> [Task to complete] Keep every character as it is and output all of the records.

> [Data listing]
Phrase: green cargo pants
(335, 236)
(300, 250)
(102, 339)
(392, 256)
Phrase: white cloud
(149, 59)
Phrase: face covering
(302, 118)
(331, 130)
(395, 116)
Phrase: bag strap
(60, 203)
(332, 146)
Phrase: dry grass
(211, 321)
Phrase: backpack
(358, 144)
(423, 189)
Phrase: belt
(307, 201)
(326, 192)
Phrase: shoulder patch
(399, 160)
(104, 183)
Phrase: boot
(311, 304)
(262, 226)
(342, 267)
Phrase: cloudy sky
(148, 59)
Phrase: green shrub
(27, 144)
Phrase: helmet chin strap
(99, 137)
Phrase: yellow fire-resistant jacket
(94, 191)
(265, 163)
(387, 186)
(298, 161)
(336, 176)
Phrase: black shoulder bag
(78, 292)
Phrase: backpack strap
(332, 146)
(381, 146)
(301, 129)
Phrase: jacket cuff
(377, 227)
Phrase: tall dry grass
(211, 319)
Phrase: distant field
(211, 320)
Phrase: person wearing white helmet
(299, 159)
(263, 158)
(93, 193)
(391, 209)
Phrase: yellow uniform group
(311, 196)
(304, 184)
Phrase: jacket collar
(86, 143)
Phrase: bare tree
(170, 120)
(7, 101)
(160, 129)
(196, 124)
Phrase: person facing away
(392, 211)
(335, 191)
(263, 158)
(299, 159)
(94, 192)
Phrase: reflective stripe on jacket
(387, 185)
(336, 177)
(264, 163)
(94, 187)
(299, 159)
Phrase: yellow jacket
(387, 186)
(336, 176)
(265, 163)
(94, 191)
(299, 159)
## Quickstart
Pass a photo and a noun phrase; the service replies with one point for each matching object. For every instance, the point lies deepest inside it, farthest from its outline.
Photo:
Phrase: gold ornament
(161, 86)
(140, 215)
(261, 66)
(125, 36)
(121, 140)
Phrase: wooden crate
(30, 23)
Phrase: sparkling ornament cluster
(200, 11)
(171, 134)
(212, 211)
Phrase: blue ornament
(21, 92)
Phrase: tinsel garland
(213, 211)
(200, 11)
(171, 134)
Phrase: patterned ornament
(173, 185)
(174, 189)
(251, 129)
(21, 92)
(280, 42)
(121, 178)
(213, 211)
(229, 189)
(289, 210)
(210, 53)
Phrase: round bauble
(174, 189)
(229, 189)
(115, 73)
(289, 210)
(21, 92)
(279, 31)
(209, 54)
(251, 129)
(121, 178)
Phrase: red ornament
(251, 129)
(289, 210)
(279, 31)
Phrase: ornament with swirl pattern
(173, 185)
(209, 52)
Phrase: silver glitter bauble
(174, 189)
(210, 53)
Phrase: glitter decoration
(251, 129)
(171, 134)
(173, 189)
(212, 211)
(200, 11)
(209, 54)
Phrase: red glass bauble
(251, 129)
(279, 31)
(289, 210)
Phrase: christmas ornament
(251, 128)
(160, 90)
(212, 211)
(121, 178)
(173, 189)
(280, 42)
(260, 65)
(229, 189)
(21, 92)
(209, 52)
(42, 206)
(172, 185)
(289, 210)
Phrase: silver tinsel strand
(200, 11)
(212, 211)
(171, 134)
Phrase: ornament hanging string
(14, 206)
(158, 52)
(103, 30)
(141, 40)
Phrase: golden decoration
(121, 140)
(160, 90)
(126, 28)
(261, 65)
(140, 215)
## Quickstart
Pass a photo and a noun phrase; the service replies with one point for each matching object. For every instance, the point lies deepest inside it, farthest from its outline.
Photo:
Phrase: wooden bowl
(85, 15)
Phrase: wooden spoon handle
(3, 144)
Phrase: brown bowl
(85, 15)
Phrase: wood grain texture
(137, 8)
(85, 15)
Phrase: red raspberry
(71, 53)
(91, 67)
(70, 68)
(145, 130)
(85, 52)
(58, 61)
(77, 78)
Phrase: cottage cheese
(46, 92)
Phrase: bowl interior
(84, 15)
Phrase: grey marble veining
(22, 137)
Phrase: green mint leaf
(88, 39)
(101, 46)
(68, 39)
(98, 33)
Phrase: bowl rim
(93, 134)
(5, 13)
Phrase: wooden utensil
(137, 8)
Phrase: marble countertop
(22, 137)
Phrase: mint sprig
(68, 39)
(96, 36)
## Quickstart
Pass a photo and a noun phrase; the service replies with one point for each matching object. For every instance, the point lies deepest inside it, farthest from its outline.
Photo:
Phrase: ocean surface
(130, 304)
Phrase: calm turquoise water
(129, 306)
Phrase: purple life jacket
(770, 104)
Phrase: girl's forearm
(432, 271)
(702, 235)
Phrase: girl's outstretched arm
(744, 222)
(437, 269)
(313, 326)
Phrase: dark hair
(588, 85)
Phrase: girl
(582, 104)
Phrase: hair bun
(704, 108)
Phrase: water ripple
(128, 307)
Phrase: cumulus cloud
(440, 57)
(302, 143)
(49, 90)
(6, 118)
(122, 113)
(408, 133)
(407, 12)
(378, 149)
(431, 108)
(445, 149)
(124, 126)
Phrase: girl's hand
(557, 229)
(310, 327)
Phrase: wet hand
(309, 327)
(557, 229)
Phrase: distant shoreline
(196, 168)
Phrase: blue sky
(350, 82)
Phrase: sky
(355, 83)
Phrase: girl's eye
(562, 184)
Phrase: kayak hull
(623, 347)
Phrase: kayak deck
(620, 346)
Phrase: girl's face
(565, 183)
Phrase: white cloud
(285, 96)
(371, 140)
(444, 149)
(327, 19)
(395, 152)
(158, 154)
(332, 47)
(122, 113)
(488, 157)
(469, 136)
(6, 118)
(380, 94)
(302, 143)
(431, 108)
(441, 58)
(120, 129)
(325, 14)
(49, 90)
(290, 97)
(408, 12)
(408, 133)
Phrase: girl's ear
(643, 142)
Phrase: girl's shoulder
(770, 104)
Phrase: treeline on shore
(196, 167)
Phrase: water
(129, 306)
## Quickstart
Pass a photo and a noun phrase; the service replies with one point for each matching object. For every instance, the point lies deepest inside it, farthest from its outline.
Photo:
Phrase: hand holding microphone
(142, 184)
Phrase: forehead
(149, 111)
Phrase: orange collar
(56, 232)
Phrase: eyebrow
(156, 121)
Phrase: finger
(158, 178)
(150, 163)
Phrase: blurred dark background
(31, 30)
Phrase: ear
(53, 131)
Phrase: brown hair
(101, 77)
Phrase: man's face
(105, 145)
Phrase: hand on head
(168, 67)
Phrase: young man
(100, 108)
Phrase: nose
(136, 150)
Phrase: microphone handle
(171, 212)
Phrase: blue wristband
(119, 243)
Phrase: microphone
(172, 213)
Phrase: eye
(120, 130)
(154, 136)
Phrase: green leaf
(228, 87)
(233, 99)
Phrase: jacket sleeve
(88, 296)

> [Written reply]
Phrase: green cargo pants
(335, 236)
(300, 250)
(102, 339)
(392, 256)
Phrase: white cloud
(149, 59)
Phrase: face covering
(302, 118)
(331, 130)
(395, 116)
Phrase: bag strap
(60, 203)
(332, 146)
Phrase: dry grass
(211, 321)
Phrase: backpack
(358, 144)
(423, 189)
Phrase: belt
(307, 201)
(326, 192)
Phrase: shoulder patch
(399, 160)
(104, 183)
Phrase: boot
(311, 304)
(262, 226)
(342, 267)
Phrase: cloudy sky
(148, 59)
Phrase: green shrub
(27, 144)
Phrase: helmet chin strap
(99, 137)
Phrase: yellow fire-resistant jacket
(94, 191)
(265, 163)
(387, 186)
(298, 161)
(336, 176)
Phrase: black shoulder bag
(78, 292)
Phrase: backpack strap
(332, 146)
(381, 146)
(301, 129)
Phrase: jacket cuff
(377, 227)
Phrase: tall dry grass
(211, 319)
Phrase: distant field
(211, 320)
Phrase: person wearing white helmet
(299, 159)
(263, 158)
(93, 193)
(391, 209)
Phrase: yellow uniform group
(311, 196)
(304, 184)
Phrase: jacket collar
(86, 143)
Phrase: bare tree
(170, 120)
(7, 101)
(160, 129)
(196, 124)
Phrase: person facing away
(392, 211)
(335, 191)
(263, 158)
(299, 159)
(94, 192)
Phrase: reflective stripe on jacket
(387, 185)
(336, 177)
(264, 163)
(94, 187)
(299, 159)
Phrase: yellow jacket
(387, 186)
(336, 176)
(265, 163)
(94, 191)
(299, 159)
## Quickstart
Pass a photo and a noun phrase; the service replies with one point for each matching object. For every instance, the point lies deepest inside it, farthest from its outline.
Photo:
Phrase: gold ornament
(161, 86)
(140, 215)
(261, 66)
(125, 36)
(121, 140)
Phrase: wooden crate
(30, 23)
Phrase: sparkling ornament cluster
(200, 11)
(171, 134)
(212, 211)
Phrase: blue ornament
(21, 92)
Phrase: tinsel garland
(213, 211)
(200, 11)
(171, 134)
Phrase: patterned ornament
(173, 185)
(174, 189)
(251, 129)
(21, 92)
(280, 42)
(121, 178)
(213, 211)
(229, 189)
(289, 210)
(210, 53)
Phrase: round bauble
(174, 189)
(229, 189)
(115, 73)
(289, 210)
(21, 92)
(279, 31)
(209, 54)
(251, 129)
(121, 178)
Phrase: red ornament
(251, 129)
(289, 210)
(279, 31)
Phrase: ornament with swirl pattern
(173, 185)
(209, 52)
Phrase: silver glitter bauble
(174, 189)
(210, 53)
Phrase: glitter decoration
(251, 129)
(171, 134)
(173, 189)
(212, 211)
(200, 11)
(209, 54)
Phrase: red glass bauble
(251, 129)
(279, 31)
(289, 210)
Phrase: christmas ornament
(251, 128)
(160, 90)
(212, 211)
(121, 178)
(173, 189)
(280, 42)
(260, 65)
(229, 189)
(21, 92)
(209, 52)
(42, 206)
(172, 185)
(289, 210)
Phrase: silver tinsel strand
(200, 11)
(212, 211)
(171, 134)
Phrase: ornament hanging string
(14, 206)
(158, 52)
(103, 30)
(141, 40)
Phrase: golden decoration
(121, 140)
(160, 90)
(126, 28)
(261, 65)
(140, 215)
## Quickstart
Pass a photo and a noun phrase; the service replies with one point for each matching object. For every instance, the point lies deepest inside it, farthest from its outline.
Photo:
Phrase: wooden bowl
(85, 15)
Phrase: wooden spoon handle
(3, 144)
Phrase: brown bowl
(85, 15)
Phrase: wood grain texture
(137, 8)
(85, 15)
Phrase: red raspberry
(71, 53)
(91, 67)
(70, 68)
(145, 130)
(85, 52)
(58, 61)
(77, 78)
Phrase: cottage cheese
(46, 92)
Phrase: bowl interior
(84, 15)
Phrase: grey marble veining
(22, 137)
Phrase: green mint leaf
(88, 39)
(101, 46)
(68, 39)
(98, 33)
Phrase: bowl rim
(93, 134)
(5, 13)
Phrase: wooden utensil
(137, 8)
Phrase: marble countertop
(22, 137)
Phrase: mint sprig
(68, 39)
(96, 36)
## Quickstart
Pass a photo and a noun phrase; the service replies with one point for each matching object. For every instance, the point lies deepest inside it, farthest from its outline.
Photo:
Phrase: ocean surface
(130, 304)
Phrase: calm turquoise water
(129, 306)
Phrase: purple life jacket
(770, 104)
Phrase: girl's forearm
(432, 271)
(702, 235)
Phrase: girl's outstretched arm
(744, 222)
(437, 269)
(313, 326)
Phrase: dark hair
(588, 85)
Phrase: girl
(582, 104)
Phrase: hair bun
(704, 108)
Phrase: water ripple
(128, 307)
Phrase: cumulus cloud
(440, 57)
(302, 143)
(49, 90)
(6, 118)
(122, 113)
(408, 133)
(407, 12)
(378, 149)
(431, 108)
(445, 149)
(124, 126)
Phrase: girl's hand
(557, 229)
(310, 327)
Phrase: wet hand
(309, 327)
(557, 229)
Phrase: distant shoreline
(196, 168)
Phrase: blue sky
(350, 82)
Phrase: sky
(355, 83)
Phrase: girl's eye
(562, 184)
Phrase: kayak hull
(623, 347)
Phrase: kayak deck
(620, 346)
Phrase: girl's face
(565, 183)
Phrase: white cloud
(285, 96)
(371, 140)
(444, 149)
(327, 19)
(395, 152)
(158, 154)
(332, 47)
(122, 113)
(488, 157)
(469, 136)
(6, 118)
(380, 94)
(302, 143)
(431, 108)
(441, 58)
(120, 129)
(325, 14)
(49, 90)
(290, 97)
(408, 12)
(408, 133)
Phrase: girl's ear
(643, 142)
Phrase: girl's shoulder
(770, 104)
Phrase: treeline on shore
(196, 167)
Phrase: water
(129, 306)
## Quickstart
Pass a photo and a noun phrase; the service replies with one point for each matching object. For every instance, the point lies deepest inside it, farthest from its outline.
Photo:
Phrase: hand holding microphone
(142, 184)
Phrase: forehead
(149, 111)
Phrase: orange collar
(56, 232)
Phrase: eyebrow
(156, 121)
Phrase: finger
(158, 178)
(150, 163)
Phrase: blurred dark background
(31, 30)
Phrase: ear
(53, 131)
Phrase: brown hair
(101, 77)
Phrase: man's face
(105, 145)
Phrase: hand on head
(168, 67)
Phrase: young man
(100, 108)
Phrase: nose
(136, 150)
Phrase: microphone handle
(171, 212)
Phrase: blue wristband
(119, 243)
Phrase: microphone
(172, 213)
Phrase: eye
(120, 130)
(154, 136)
Phrase: green leaf
(228, 87)
(233, 99)
Phrase: jacket sleeve
(88, 296)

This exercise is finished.